» To do
Return every line of the rows below as a JSON list of strings, one string per line, leaving out blank lines.
::::
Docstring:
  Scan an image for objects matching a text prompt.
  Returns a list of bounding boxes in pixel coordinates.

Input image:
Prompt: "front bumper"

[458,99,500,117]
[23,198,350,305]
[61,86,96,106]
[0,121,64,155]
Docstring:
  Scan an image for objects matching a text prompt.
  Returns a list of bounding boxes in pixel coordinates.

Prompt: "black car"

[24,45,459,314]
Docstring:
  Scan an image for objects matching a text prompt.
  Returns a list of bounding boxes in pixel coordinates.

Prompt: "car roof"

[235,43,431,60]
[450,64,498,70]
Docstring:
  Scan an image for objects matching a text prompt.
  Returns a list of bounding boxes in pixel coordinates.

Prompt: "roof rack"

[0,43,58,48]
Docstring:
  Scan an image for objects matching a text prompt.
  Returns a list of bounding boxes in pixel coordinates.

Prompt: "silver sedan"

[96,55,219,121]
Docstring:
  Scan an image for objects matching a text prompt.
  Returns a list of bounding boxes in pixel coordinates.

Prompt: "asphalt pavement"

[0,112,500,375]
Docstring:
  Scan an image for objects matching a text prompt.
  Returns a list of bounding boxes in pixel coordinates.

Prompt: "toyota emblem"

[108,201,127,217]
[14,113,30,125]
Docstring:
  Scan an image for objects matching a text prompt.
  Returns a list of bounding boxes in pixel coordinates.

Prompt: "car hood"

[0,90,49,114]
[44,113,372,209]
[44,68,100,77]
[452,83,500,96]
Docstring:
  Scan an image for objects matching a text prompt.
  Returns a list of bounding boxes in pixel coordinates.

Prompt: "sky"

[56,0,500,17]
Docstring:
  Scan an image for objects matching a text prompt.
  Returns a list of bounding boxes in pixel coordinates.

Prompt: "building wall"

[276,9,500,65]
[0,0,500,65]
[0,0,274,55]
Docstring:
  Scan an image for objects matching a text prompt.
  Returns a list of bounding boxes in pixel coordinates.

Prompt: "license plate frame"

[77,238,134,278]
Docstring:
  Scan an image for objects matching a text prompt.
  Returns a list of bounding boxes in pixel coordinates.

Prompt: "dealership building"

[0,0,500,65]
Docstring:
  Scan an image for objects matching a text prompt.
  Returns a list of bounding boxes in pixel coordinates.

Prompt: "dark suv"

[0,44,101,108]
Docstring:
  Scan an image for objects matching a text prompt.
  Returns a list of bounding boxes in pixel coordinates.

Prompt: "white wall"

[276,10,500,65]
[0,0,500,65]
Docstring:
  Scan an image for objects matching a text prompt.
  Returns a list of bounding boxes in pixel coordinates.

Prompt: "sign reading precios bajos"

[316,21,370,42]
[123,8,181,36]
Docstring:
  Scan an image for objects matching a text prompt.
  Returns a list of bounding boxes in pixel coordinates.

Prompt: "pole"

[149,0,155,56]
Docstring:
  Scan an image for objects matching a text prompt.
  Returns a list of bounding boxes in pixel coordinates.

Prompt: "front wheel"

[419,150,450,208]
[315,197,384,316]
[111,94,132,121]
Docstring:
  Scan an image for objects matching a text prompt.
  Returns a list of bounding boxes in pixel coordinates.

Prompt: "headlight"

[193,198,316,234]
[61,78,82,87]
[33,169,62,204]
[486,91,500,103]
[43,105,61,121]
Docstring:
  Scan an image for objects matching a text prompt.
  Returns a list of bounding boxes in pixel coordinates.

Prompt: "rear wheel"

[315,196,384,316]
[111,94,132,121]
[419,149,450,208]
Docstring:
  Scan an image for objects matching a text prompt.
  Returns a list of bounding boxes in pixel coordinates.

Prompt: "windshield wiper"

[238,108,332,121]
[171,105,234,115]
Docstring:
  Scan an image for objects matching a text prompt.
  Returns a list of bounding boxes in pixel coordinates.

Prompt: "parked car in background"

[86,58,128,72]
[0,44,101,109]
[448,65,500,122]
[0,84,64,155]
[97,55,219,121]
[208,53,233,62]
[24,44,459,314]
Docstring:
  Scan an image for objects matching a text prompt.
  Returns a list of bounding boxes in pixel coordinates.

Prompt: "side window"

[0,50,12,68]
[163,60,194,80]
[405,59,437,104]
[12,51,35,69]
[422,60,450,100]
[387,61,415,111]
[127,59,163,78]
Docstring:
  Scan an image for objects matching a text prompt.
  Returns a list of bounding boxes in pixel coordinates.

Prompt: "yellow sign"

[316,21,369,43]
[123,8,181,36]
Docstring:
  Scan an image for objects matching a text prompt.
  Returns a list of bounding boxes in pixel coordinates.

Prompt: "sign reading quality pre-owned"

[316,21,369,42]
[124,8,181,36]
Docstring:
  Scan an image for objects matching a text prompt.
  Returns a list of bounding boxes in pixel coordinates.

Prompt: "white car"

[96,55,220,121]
::::
» Response to the task
[
  "Docstring:",
  "  Scan an image for objects matching a text prompt.",
  "  Returns a list of bounding boxes in pixel coordinates.",
  "Input image:",
  "Prompt: \"front bumper\"",
  "[458,99,500,117]",
  "[23,198,350,305]",
  "[61,86,96,106]",
  "[0,121,64,155]",
  "Docstring:",
  "  Scan an image for objects matching a text prompt.",
  "  Returns a list of bounding boxes in pixel coordinates.",
  "Prompt: \"black car\"",
  "[24,45,459,314]",
  "Docstring:",
  "  Scan an image for objects matching a text prompt.",
  "  Returns a list of bounding boxes in pixel coordinates.",
  "Prompt: \"car roof\"",
  "[235,43,431,60]",
  "[450,64,498,70]",
  "Docstring:",
  "  Scan an image for objects matching a text prompt.",
  "  Returns a list of bounding boxes in pixel coordinates.",
  "Prompt: \"roof rack\"",
  "[0,43,58,48]",
  "Docstring:",
  "  Scan an image for objects matching a text prompt.",
  "  Returns a list of bounding boxes in pixel coordinates.",
  "Prompt: \"silver sedan\"",
  "[96,55,219,121]",
  "Docstring:",
  "  Scan an image for objects matching a text prompt.",
  "  Returns a list of bounding boxes in pixel coordinates.",
  "Prompt: \"asphalt pavement\"",
  "[0,112,500,375]",
  "Docstring:",
  "  Scan an image for objects matching a text prompt.",
  "  Returns a list of bounding boxes in pixel coordinates.",
  "Prompt: \"toyota emblem\"",
  "[108,201,127,217]",
  "[14,113,30,125]",
  "Docstring:",
  "  Scan an image for objects matching a text prompt.",
  "  Returns a list of bounding boxes in pixel coordinates.",
  "Prompt: \"car hood\"",
  "[0,90,49,114]",
  "[44,113,372,209]",
  "[44,68,100,77]",
  "[452,83,500,96]",
  "Docstring:",
  "  Scan an image for objects matching a text prompt.",
  "  Returns a list of bounding boxes in pixel coordinates.",
  "Prompt: \"sky\"",
  "[56,0,500,17]",
  "Docstring:",
  "  Scan an image for objects matching a text prompt.",
  "  Returns a list of bounding boxes in pixel coordinates.",
  "Prompt: \"building wall\"",
  "[276,9,500,65]",
  "[0,0,500,65]",
  "[0,0,274,55]",
  "Docstring:",
  "  Scan an image for objects matching a text prompt.",
  "  Returns a list of bounding boxes in pixel coordinates.",
  "Prompt: \"license plate frame\"",
  "[77,238,134,278]",
  "Docstring:",
  "  Scan an image for objects matching a text prompt.",
  "  Returns a list of bounding boxes in pixel coordinates.",
  "Prompt: \"dealership building\"",
  "[0,0,500,65]",
  "Docstring:",
  "  Scan an image for objects matching a text prompt.",
  "  Returns a list of bounding boxes in pixel coordinates.",
  "Prompt: \"dark suv\"",
  "[0,44,101,108]",
  "Docstring:",
  "  Scan an image for objects matching a text prompt.",
  "  Returns a list of bounding boxes in pixel coordinates.",
  "Prompt: \"white wall\"",
  "[276,10,500,65]",
  "[0,0,500,65]",
  "Docstring:",
  "  Scan an image for objects matching a text prompt.",
  "  Returns a list of bounding boxes in pixel coordinates.",
  "Prompt: \"sign reading precios bajos\"",
  "[316,21,370,42]",
  "[123,8,181,36]",
  "Docstring:",
  "  Scan an image for objects matching a text prompt.",
  "  Returns a list of bounding boxes in pixel coordinates.",
  "Prompt: \"pole\"",
  "[149,0,155,56]",
  "Docstring:",
  "  Scan an image for objects matching a text prompt.",
  "  Returns a list of bounding boxes in pixel coordinates.",
  "Prompt: \"front wheel\"",
  "[419,150,450,208]",
  "[315,197,384,316]",
  "[111,94,132,121]",
  "Docstring:",
  "  Scan an image for objects matching a text prompt.",
  "  Returns a list of bounding boxes in pixel coordinates.",
  "Prompt: \"headlight\"",
  "[193,198,316,234]",
  "[61,78,82,87]",
  "[33,169,62,204]",
  "[486,91,500,103]",
  "[43,105,61,121]",
  "Docstring:",
  "  Scan an image for objects matching a text prompt.",
  "  Returns a list of bounding boxes in pixel coordinates.",
  "Prompt: \"rear wheel\"",
  "[315,196,384,316]",
  "[111,94,132,121]",
  "[419,149,450,208]",
  "Docstring:",
  "  Scan an image for objects matching a text prompt.",
  "  Returns a list of bounding boxes in pixel coordinates.",
  "Prompt: \"windshield wiper\"",
  "[238,108,332,121]",
  "[171,105,234,115]",
  "Docstring:",
  "  Scan an image for objects matching a text prompt.",
  "  Returns a list of bounding boxes in pixel coordinates.",
  "Prompt: \"parked car in background\"",
  "[86,58,128,72]",
  "[0,44,101,109]",
  "[448,65,500,122]",
  "[0,84,64,155]",
  "[97,55,219,121]",
  "[208,53,233,62]",
  "[24,44,459,314]",
  "Docstring:",
  "  Scan an image for objects matching a text prompt.",
  "  Returns a list of bounding boxes in pixel coordinates.",
  "Prompt: \"side window\"",
  "[0,50,12,68]",
  "[163,60,194,80]",
  "[405,59,437,104]",
  "[12,51,35,69]",
  "[422,60,450,100]",
  "[387,61,415,111]",
  "[127,59,163,78]",
  "Docstring:",
  "  Scan an image for objects matching a text prompt.",
  "  Returns a list of bounding boxes in pixel coordinates.",
  "Prompt: \"yellow sign\"",
  "[316,21,369,43]",
  "[123,8,181,36]",
  "Docstring:",
  "  Scan an image for objects matching a text prompt.",
  "  Returns a list of bounding boxes in pixel coordinates.",
  "Prompt: \"sign reading quality pre-owned\"",
  "[316,21,369,42]",
  "[124,8,181,36]",
  "Docstring:",
  "  Scan an image for objects matching a text prompt.",
  "  Returns a list of bounding boxes in pixel coordinates.",
  "Prompt: \"white car\"",
  "[96,55,220,121]"
]